WHAT TO DO:
Transcribe the forum thread on protein folding and NP-completeness in full and word for word, from its title through the final post.

EXTRACT TO READ:
Protein Folding and NP-Completeness

[cobalt124]

I'm looking to understand how protein folding has been shown to be NP-complete, but from the computational side rather than the biological side (if this is possible). Is there an analogous NP-complete problem that is similar? I read that self avoiding random walks might have something to do with it, but I can't visualise how. Maybe a simple introduction/model to/of protein folding would help (if one exists).

 

[jedishrfu]

My understanding of protein folding is that given a string of amino acids linked together as a string of beads you must try to fold it into a stable structure of lowest energy.

To do this then you would start by adjusting the degrees of freedom of each amino acid link which may take on any value within an angular range. The angular range is the limit is established by one amino bead colliding with another bead.

The sequence order of adjustment and the value of the angles would correspond to a traveling salesman
Selecting the starting city and the direction of travel.

It may be that you will have go through several adjustments for each link as you attempt to properly fold the structure.

 

[cobalt124]

Thankyou that looks like a foot in the door. I did come across traveling salesman when I was reading but forgot because I didn't understand the biology it was being related to. Going to do some further reading starting from your analogy see where I get.

 

[jedishrfu]

Here’s a diagram of the dihedral angles of protein folding.

DATA RECORDS:
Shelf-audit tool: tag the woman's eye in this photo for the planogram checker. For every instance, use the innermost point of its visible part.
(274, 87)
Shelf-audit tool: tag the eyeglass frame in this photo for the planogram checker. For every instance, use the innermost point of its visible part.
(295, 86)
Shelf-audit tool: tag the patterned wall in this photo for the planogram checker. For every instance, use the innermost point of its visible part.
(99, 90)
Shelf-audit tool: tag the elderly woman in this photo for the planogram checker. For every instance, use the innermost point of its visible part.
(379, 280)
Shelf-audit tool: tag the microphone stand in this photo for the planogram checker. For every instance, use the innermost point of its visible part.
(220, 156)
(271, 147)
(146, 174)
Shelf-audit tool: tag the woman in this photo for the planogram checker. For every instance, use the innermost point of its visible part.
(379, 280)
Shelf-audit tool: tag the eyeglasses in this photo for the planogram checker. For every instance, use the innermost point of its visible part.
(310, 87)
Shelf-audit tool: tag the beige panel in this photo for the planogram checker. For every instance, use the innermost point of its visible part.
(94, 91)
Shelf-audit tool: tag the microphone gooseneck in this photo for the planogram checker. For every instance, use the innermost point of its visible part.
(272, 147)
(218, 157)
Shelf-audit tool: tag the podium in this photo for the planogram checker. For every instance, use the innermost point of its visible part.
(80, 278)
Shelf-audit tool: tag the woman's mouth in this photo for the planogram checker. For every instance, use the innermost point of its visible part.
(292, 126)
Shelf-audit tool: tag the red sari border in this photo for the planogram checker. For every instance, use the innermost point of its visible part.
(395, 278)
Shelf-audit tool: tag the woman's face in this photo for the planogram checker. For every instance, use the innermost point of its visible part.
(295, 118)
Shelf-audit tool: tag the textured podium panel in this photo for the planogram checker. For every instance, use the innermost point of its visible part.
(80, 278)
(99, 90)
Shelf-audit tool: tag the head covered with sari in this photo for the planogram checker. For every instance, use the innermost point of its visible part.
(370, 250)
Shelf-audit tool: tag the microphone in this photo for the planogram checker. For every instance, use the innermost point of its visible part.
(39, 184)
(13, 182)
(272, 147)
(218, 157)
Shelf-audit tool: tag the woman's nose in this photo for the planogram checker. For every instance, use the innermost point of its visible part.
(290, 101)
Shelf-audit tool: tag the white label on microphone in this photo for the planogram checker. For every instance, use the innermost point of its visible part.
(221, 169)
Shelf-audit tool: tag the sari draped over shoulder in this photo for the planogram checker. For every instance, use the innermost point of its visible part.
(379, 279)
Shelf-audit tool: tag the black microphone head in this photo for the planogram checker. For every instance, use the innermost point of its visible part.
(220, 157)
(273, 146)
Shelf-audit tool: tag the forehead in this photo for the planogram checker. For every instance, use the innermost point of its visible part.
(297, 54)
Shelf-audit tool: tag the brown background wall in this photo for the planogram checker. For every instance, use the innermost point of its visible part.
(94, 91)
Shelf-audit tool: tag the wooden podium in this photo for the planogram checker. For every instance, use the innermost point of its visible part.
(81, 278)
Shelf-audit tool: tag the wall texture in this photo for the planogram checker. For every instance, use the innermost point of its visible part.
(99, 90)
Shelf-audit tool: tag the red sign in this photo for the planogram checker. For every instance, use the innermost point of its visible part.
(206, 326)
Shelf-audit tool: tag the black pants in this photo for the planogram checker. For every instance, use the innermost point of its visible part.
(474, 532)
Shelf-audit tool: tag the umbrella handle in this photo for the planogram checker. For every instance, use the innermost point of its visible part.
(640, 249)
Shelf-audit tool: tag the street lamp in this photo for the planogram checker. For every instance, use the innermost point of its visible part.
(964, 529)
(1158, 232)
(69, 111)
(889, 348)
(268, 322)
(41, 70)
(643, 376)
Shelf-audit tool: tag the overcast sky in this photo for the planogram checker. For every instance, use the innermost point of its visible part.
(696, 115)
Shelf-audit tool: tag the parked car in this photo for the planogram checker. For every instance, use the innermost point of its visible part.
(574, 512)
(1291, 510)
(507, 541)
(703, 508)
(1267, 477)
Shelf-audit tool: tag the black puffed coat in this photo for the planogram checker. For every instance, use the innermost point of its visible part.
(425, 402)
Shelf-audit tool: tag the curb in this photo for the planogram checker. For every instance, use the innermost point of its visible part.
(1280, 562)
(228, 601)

REPLY:
Protein Folding and NP-Completeness

[cobalt124]

I'm looking to understand how protein folding has been shown to be NP-complete, but from the computational side rather than the biological side (if this is possible). Is there an analogous NP-complete problem that is similar? I read that self avoiding random walks might have something to do with it, but I can't visualise how. Maybe a simple introduction/model to/of protein folding would help (if one exists).

 

[jedishrfu]

My understanding of protein folding is that given a string of amino acids linked together as a string of beads you must try to fold it into a stable structure of lowest energy.

To do this then you would start by adjusting the degrees of freedom of each amino acid link which may take on any value within an angular range. The angular range is the limit is established by one amino bead colliding with another bead.

The sequence order of adjustment and the value of the angles would correspond to a traveling salesman
Selecting the starting city and the direction of travel.

It may be that you will have go through several adjustments for each link as you attempt to properly fold the structure.

 

[cobalt124]

Thankyou that looks like a foot in the door. I did come across traveling salesman when I was reading but forgot because I didn't understand the biology it was being related to. Going to do some further reading starting from your analogy see where I get.

 

[jedishrfu]

Here’s a diagram of the dihedral angles of protein folding.